*THE REQUEST*:
Quote the rows below word for word, leaving out the pictures.

*LISTING*:
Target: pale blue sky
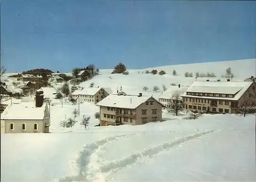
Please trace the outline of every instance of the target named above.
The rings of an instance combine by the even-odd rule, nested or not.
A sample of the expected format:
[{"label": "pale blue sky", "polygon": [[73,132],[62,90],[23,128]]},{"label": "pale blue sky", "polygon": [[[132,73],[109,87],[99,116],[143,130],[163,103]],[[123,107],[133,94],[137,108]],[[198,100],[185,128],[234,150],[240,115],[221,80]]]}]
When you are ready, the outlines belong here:
[{"label": "pale blue sky", "polygon": [[256,57],[256,2],[2,0],[8,72]]}]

*WRITTEN SOLUTION*:
Target: pale blue sky
Please trace the outline of every instance of the target named above.
The rings of an instance combine by the even-odd rule, nested or not.
A sample of the expected format:
[{"label": "pale blue sky", "polygon": [[73,132],[62,90],[23,128]]},{"label": "pale blue sky", "polygon": [[[132,73],[109,87],[99,116],[143,130],[163,103]],[[123,107],[133,94],[137,108]],[[198,100],[185,128],[234,150],[240,115],[221,80]]]}]
When you are ready, the outlines belong here:
[{"label": "pale blue sky", "polygon": [[256,57],[256,2],[2,0],[8,72]]}]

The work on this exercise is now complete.